Passage shown
<<<<
Echoing the enchanting sound of the South Downs

A new audio walking experience is being launched next month that weaves together beautiful music by Sussex composer Ed Hughes and fascinating insights into the collection at Ditchling Museum of Art + Crafts.

Launched as part of the Brighton Festival, people will be able to explore Ditchling and Ditchling Beacon accompanied by sonorous music inspired by the South Downs landscape.

The immersive experience will include linked images from the museum’s collection which you can then discover after the museum reopens later in May.

The Brighton Festival Ditchling Museum Music Trail will be available for download on your phone from 1 May via the ECHOES interactive sound walk App (search for Brighton Festival in the App itself).

When you enter an Echo, Ed Hughes’s orchestral music, inspired by the surrounding landscape, will be triggered automatically using GPS. Headphones are recommended!

There are two trail options and fourteen Echoes to discover: up Lodge Hill and back for stunning views (1 mile, gentle) or follow the Sussex Border Path and South Downs Way up to Ditchling Beacon and back through the fields (5 miles, strenuous).

We caught up with Ed Hughes and Steph Fuller, Director at the museum, to find out more about the inspiring initiative.

Tell us about this musical composition Ed – what were the influences for it?

I have lived in Lewes for the last 17 years and have grown to love walking the South Downs and exploring the footpaths and trails with my family. My wife Liz is a brilliant map reader and I must credit her with planning this walk. The sense of scale and the vistas offered by walks in this landscape are very special. It is a special place which offers walkers a sense of home through repetition and familiarity but with endless variations of light, shape and colours – which feels musical. In addition a couple of years ago I studied some Sussex folksongs transcribed by Butterworth in 1912, while working on a piece (Flint) for a fine Sussex ensemble ‘The Corelli Ensemble’. Something of the lyrical sensibility in these songs have shaped the tunes, melodies and harmonies in my recent music. So this new composition is shaped by my personal experience of the South Downs and perhaps some of the songs and music associated with it.

What went into the making of this composition? Can you tell us about some of the musicians who were involved?
>>>>
Required actions
- 1) How many Echoes does the Ditchling trail article say there are to discover?
- 2) Repeat the stretch of the Ditchling trail article from "Launched as part" through "Headphones are recommended!", word for word.
The items after this point come from a separate source.

Recorded data
<<<<
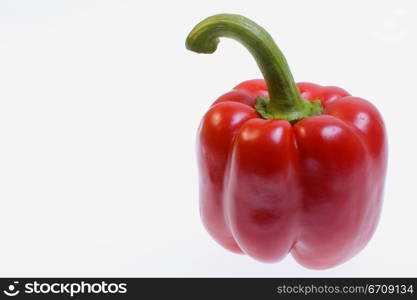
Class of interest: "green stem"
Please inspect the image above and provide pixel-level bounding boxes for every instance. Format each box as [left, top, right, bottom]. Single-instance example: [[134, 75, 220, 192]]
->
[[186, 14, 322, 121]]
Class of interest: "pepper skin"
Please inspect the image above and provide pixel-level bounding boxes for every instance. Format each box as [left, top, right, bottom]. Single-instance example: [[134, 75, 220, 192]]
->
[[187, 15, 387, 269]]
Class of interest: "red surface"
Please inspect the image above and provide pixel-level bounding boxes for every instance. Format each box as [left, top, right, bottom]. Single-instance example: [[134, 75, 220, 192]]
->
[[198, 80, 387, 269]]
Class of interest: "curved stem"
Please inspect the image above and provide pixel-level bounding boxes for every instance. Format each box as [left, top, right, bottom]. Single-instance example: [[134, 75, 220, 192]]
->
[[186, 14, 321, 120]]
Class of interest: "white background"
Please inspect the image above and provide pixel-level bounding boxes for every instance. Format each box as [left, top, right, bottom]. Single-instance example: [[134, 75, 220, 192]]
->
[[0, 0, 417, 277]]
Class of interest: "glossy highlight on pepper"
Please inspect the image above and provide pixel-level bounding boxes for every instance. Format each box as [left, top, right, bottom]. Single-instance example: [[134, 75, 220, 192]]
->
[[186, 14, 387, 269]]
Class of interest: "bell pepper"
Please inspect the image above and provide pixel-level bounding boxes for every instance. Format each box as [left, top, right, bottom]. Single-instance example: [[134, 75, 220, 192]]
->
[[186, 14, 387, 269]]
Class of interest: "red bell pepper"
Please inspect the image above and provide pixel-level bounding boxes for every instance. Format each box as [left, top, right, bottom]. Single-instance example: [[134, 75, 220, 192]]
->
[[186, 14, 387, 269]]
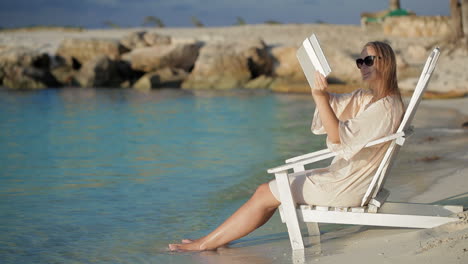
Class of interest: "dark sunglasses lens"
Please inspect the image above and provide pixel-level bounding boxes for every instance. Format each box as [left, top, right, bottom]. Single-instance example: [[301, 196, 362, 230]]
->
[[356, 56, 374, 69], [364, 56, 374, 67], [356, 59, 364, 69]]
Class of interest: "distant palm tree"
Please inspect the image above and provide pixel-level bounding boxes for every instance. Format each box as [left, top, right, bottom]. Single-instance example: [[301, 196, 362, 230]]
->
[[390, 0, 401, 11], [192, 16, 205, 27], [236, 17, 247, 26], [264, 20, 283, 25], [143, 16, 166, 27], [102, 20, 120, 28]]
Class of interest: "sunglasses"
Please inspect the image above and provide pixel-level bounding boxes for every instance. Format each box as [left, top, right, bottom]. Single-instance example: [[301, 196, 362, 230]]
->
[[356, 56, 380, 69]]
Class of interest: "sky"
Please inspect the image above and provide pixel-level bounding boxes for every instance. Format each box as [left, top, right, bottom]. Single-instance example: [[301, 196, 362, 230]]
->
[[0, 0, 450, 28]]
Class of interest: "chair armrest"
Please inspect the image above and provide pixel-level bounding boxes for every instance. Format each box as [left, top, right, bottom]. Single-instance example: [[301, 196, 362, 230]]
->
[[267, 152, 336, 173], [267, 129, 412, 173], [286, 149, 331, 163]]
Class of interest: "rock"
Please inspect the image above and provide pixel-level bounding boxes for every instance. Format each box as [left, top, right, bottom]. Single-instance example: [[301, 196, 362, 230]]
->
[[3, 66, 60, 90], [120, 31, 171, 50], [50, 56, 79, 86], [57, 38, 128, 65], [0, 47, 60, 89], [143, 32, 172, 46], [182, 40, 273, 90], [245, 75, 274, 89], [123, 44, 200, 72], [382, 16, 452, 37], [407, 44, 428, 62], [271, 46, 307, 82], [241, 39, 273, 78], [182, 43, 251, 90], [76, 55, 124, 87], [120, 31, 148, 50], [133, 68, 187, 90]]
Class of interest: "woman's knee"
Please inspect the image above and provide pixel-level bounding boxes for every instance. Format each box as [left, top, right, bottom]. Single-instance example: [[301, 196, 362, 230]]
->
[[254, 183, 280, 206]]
>>>>
Answers in order
- 1) Fourteen.

- 2)
Launched as part of the Brighton Festival, people will be able to explore Ditchling and Ditchling Beacon accompanied by sonorous music inspired by the South Downs landscape.

The immersive experience will include linked images from the museum’s collection which you can then discover after the museum reopens later in May.

The Brighton Festival Ditchling Museum Music Trail will be available for download on your phone from 1 May via the ECHOES interactive sound walk App (search for Brighton Festival in the App itself).

When you enter an Echo, Ed Hughes’s orchestral music, inspired by the surrounding landscape, will be triggered automatically using GPS. Headphones are recommended!